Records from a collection
=-=-=-=-=

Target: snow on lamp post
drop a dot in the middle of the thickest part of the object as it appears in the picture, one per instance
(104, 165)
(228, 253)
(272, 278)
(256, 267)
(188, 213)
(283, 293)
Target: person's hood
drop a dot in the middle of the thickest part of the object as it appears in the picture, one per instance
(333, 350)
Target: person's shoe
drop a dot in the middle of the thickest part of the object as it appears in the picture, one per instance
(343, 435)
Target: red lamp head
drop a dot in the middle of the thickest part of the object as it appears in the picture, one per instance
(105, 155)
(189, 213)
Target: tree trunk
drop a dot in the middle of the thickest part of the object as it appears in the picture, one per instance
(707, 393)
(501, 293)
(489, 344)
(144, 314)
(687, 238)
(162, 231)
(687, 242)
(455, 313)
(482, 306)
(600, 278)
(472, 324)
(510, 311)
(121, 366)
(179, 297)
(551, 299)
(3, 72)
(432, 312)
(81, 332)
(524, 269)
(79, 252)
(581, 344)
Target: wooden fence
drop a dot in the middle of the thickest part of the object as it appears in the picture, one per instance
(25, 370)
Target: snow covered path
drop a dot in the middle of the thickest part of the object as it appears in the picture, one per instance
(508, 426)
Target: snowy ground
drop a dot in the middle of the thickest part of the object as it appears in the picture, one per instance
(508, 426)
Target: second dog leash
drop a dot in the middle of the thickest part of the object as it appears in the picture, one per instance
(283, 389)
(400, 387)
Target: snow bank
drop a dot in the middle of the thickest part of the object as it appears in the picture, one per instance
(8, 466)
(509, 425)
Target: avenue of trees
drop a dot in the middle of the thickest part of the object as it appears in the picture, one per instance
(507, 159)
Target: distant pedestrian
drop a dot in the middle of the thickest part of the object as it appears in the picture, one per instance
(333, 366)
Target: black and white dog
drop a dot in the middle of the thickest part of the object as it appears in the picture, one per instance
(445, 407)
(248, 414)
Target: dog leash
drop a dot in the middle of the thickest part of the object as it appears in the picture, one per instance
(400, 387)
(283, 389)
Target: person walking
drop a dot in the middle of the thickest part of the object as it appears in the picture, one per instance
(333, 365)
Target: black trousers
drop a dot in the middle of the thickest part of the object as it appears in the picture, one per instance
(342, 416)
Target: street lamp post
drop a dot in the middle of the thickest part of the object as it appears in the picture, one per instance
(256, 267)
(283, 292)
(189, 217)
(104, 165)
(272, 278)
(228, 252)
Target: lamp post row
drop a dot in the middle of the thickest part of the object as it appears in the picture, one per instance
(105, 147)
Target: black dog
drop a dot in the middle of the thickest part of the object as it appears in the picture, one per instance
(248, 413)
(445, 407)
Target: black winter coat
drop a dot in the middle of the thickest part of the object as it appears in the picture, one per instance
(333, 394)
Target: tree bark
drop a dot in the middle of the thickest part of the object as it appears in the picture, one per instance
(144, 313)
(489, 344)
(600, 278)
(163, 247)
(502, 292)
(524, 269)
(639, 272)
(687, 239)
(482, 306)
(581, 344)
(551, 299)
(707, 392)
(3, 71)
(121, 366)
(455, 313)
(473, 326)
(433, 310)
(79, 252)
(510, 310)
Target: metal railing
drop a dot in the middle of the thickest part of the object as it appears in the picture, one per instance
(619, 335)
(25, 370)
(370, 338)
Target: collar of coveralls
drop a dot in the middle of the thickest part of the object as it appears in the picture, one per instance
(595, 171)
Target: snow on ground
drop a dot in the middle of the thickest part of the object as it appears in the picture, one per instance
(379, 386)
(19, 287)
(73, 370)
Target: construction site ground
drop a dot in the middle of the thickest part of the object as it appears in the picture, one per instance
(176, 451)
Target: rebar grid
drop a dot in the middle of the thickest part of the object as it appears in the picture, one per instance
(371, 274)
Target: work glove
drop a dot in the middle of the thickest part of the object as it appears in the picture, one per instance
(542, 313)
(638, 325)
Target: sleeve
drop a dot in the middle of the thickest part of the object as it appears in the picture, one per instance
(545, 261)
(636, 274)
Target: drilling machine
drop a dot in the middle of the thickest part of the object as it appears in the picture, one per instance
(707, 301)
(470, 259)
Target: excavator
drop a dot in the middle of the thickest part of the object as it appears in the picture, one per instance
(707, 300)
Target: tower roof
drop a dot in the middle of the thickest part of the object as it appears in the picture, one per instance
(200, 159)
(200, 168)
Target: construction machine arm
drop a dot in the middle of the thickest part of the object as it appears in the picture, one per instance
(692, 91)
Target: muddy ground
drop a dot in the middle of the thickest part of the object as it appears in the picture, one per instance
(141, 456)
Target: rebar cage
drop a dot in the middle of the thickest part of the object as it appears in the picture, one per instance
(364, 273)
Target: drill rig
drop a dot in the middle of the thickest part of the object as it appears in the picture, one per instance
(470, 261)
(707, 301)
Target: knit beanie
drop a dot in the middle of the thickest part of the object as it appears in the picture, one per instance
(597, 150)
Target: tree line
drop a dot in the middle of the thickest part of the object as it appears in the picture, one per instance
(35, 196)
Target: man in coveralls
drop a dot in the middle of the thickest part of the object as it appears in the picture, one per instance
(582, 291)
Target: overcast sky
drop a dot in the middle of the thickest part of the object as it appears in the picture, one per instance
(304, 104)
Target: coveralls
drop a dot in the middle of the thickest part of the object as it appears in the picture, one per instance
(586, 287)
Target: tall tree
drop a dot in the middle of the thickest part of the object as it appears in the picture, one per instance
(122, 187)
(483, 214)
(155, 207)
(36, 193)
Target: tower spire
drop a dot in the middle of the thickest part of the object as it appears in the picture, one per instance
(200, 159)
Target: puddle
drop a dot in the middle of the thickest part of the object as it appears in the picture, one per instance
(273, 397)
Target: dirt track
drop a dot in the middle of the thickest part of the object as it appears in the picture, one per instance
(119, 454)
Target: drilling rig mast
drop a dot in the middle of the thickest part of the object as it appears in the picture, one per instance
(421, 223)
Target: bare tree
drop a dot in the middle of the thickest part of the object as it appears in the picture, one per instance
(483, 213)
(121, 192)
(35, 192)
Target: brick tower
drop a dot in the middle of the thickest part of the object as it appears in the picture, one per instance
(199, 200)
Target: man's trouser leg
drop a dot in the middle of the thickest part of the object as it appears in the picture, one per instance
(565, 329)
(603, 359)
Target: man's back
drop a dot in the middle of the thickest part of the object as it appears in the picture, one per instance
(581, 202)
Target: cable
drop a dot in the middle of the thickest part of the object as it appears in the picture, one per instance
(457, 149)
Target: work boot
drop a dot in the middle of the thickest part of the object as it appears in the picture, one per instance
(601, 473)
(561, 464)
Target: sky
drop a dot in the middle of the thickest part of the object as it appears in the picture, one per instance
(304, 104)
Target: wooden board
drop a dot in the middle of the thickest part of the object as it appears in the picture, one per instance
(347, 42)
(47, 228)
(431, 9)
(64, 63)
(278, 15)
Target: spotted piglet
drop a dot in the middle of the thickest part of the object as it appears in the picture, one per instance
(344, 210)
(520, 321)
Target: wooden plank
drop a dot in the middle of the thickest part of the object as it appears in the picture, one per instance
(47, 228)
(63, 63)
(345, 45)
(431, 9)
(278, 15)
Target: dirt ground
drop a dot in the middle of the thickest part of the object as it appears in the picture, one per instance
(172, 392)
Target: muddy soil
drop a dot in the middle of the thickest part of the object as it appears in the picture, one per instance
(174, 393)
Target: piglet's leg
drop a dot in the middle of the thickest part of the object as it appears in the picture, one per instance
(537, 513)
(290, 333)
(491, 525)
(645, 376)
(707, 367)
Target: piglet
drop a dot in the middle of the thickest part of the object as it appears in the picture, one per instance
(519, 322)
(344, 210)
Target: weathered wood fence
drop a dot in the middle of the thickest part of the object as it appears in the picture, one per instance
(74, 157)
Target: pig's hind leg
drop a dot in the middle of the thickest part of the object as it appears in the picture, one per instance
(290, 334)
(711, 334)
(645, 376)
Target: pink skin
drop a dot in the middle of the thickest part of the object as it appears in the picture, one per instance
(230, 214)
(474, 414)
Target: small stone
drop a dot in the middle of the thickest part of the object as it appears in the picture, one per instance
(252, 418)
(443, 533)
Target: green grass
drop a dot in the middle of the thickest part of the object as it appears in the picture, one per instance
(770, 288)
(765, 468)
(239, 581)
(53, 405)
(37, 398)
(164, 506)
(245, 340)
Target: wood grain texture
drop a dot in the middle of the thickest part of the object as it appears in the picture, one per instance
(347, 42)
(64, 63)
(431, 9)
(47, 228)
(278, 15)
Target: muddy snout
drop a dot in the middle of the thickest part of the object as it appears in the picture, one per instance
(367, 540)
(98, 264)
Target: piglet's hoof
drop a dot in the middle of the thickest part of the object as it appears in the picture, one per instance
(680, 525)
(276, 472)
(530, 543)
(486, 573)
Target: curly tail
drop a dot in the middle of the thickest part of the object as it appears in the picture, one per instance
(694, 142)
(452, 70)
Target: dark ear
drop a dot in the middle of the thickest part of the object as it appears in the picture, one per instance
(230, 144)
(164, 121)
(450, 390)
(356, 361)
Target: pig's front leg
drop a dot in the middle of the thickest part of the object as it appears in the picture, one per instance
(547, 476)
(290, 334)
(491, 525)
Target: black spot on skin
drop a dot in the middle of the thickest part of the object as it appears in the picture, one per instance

=-=-=-=-=

• _Work item_
Copy all lines of the preceding data that hold the word "drilling".

• _Solution for this problem_
Target: drilling machine
Target: drilling rig mast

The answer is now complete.